**Task to complete**
Recast only the lines between the one containing "Where is the parking lot" and the one containing "0,120 -> 152,165", inclusive, as a Markdown table with the columns No. and Line. Number each row and leave out any blank lines.

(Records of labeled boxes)
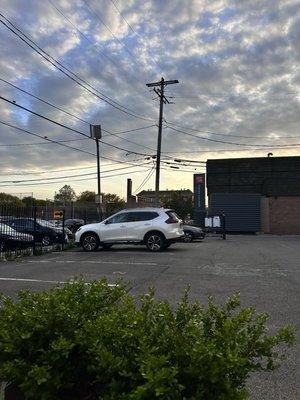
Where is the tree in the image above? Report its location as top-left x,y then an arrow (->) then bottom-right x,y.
0,193 -> 22,206
77,190 -> 96,203
54,185 -> 76,203
163,192 -> 194,219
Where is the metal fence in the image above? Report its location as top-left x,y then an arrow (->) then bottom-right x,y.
0,204 -> 70,258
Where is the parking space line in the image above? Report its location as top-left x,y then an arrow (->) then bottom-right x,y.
22,260 -> 157,266
0,278 -> 117,287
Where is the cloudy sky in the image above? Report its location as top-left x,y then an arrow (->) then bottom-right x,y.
0,0 -> 300,198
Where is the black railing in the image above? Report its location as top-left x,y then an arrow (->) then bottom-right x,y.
0,204 -> 69,258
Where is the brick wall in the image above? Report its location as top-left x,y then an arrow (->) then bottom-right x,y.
262,196 -> 300,235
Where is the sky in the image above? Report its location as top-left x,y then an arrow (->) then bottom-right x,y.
0,0 -> 300,199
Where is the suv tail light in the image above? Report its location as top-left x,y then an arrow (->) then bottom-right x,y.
165,210 -> 179,224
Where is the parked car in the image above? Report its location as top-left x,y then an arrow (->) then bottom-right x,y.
0,222 -> 33,253
181,225 -> 205,243
65,218 -> 84,233
9,218 -> 68,246
75,208 -> 184,251
44,219 -> 74,239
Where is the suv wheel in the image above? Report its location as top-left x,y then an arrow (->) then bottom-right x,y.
182,231 -> 194,243
100,243 -> 112,250
81,233 -> 100,251
146,232 -> 165,251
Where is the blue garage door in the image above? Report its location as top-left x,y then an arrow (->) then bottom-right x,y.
209,193 -> 261,232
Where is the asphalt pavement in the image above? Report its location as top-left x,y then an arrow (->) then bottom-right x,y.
0,235 -> 300,400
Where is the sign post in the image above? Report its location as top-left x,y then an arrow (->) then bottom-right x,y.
194,174 -> 206,228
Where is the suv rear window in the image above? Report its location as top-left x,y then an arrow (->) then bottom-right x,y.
166,210 -> 180,221
129,211 -> 158,222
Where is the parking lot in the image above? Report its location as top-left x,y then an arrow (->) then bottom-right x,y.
0,235 -> 300,400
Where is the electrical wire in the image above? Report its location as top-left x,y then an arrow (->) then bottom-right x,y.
134,166 -> 155,194
0,78 -> 156,136
0,163 -> 149,184
110,0 -> 163,72
0,138 -> 88,147
0,170 -> 151,187
165,120 -> 300,139
0,13 -> 153,121
0,96 -> 90,138
0,96 -> 157,156
79,0 -> 145,72
168,126 -> 300,148
0,78 -> 90,124
48,0 -> 144,84
0,120 -> 152,165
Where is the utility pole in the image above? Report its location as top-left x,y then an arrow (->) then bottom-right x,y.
146,78 -> 179,207
90,125 -> 102,221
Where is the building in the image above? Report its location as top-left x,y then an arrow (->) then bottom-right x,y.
137,189 -> 194,205
207,157 -> 300,234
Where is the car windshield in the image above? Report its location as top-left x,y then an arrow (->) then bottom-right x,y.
0,222 -> 17,234
36,219 -> 55,228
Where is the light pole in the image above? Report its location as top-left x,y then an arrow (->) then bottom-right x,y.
90,125 -> 102,221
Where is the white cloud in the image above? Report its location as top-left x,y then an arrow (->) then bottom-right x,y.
0,0 -> 300,197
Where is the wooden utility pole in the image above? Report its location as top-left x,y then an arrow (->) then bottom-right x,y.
90,125 -> 102,221
146,78 -> 179,207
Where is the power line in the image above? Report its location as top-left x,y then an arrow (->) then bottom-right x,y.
0,78 -> 156,140
0,163 -> 149,183
110,0 -> 163,72
0,13 -> 153,121
79,0 -> 145,76
0,96 -> 89,138
0,138 -> 89,147
165,120 -> 300,139
0,78 -> 90,125
0,121 -> 151,165
48,0 -> 144,83
165,145 -> 299,154
168,126 -> 300,148
0,170 -> 151,187
0,96 -> 157,156
134,165 -> 155,194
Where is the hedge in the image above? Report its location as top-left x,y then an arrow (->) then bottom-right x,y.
0,280 -> 295,400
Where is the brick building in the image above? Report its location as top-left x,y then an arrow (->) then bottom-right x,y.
207,157 -> 300,234
137,189 -> 194,206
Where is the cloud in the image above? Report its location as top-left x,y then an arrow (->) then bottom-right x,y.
0,0 -> 300,197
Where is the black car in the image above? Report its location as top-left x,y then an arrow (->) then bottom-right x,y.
65,218 -> 84,233
182,225 -> 205,243
0,223 -> 33,253
9,218 -> 67,246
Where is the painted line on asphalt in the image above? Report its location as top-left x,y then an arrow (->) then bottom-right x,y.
0,278 -> 117,287
22,260 -> 157,266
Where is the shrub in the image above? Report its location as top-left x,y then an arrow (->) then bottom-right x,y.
0,280 -> 294,400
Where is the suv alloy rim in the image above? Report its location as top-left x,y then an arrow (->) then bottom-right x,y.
148,235 -> 162,251
42,236 -> 51,246
183,232 -> 193,243
82,235 -> 97,251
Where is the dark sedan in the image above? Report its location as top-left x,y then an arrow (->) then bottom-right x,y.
0,223 -> 33,253
182,225 -> 205,243
9,218 -> 67,246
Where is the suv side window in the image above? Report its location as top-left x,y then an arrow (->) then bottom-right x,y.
107,213 -> 130,224
11,219 -> 34,229
128,211 -> 158,222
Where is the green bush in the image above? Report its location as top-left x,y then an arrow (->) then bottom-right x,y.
0,280 -> 294,400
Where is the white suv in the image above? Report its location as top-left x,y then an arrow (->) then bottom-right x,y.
75,208 -> 184,251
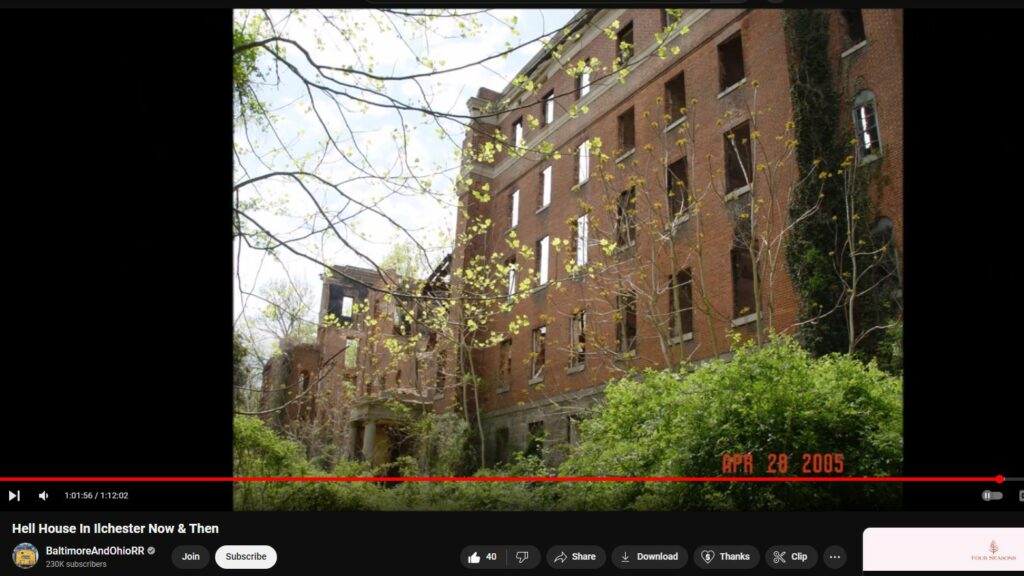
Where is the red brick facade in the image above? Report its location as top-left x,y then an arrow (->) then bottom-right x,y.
454,9 -> 903,463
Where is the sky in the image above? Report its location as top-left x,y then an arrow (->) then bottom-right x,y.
234,9 -> 574,345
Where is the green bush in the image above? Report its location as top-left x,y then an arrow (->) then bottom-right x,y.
234,337 -> 903,510
234,416 -> 384,510
559,336 -> 903,510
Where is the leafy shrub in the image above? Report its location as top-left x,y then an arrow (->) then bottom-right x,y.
559,336 -> 903,510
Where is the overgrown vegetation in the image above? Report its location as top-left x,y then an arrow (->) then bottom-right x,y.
785,9 -> 900,362
234,336 -> 903,510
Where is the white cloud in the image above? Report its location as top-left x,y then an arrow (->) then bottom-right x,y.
236,9 -> 573,350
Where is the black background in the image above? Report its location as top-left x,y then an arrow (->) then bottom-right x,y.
0,9 -> 1024,510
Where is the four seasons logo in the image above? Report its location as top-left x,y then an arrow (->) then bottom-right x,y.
971,540 -> 1017,562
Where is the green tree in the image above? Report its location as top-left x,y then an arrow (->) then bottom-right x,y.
559,336 -> 903,510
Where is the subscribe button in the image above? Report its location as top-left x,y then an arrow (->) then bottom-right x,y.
214,545 -> 278,570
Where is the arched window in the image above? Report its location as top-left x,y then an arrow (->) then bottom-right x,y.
853,90 -> 882,162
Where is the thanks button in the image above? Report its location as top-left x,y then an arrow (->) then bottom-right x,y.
693,544 -> 761,570
214,546 -> 278,570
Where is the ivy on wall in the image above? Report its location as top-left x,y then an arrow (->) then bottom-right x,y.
784,9 -> 898,364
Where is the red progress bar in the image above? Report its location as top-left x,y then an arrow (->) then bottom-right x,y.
0,475 -> 1004,484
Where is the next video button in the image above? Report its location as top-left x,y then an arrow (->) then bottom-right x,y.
214,545 -> 278,570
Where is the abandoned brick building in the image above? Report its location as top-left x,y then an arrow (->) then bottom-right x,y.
261,258 -> 451,471
454,8 -> 903,464
264,8 -> 903,465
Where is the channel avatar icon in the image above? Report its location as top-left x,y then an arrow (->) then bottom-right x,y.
11,542 -> 39,569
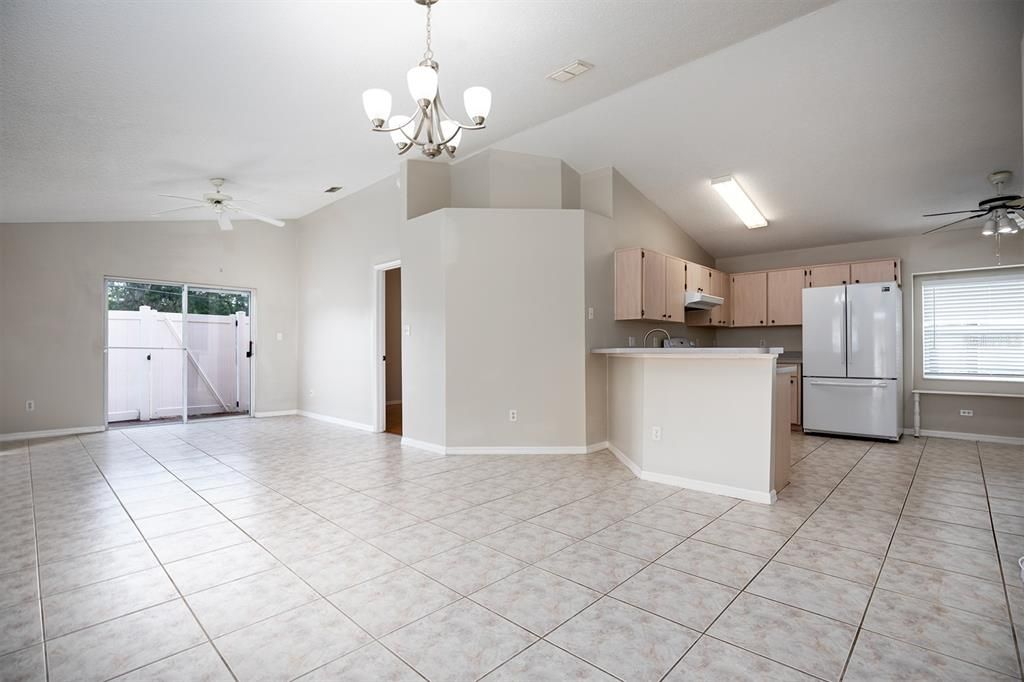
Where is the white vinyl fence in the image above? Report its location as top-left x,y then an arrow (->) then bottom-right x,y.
106,305 -> 250,422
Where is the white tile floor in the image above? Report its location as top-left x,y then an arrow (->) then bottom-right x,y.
0,418 -> 1024,682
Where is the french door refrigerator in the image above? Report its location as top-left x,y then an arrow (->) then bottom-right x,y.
803,283 -> 903,440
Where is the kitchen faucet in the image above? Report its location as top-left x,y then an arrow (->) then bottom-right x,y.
643,328 -> 672,348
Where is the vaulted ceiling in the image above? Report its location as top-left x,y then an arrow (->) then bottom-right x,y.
0,0 -> 1024,256
0,0 -> 828,222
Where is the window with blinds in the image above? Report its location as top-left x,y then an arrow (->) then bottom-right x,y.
921,270 -> 1024,381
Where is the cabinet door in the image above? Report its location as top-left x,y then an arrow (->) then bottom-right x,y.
850,258 -> 899,284
807,263 -> 850,287
665,256 -> 686,323
641,250 -> 666,319
615,249 -> 643,319
711,270 -> 732,327
686,263 -> 712,294
768,268 -> 804,327
732,272 -> 768,327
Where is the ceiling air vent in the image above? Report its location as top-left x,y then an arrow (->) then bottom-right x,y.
548,59 -> 594,83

**Response**
| No. | Line |
|---|---|
| 1 | Where is the parking lot in the image above? Report its location as top-left x,y then an arrow (->) then bottom-right x,y. |
| 2 | 0,235 -> 300,400 |
| 3 | Where is the electrical wire in the image above? Report its location as top-left x,y then an arrow (->) then bottom-right x,y. |
| 4 | 134,166 -> 155,194 |
| 5 | 0,78 -> 156,136 |
| 6 | 0,163 -> 149,184 |
| 7 | 110,0 -> 163,72 |
| 8 | 0,138 -> 88,147 |
| 9 | 0,170 -> 151,187 |
| 10 | 165,120 -> 300,139 |
| 11 | 0,13 -> 153,121 |
| 12 | 0,96 -> 90,138 |
| 13 | 0,96 -> 157,156 |
| 14 | 79,0 -> 145,72 |
| 15 | 168,126 -> 300,148 |
| 16 | 0,78 -> 90,124 |
| 17 | 48,0 -> 144,84 |
| 18 | 0,120 -> 152,165 |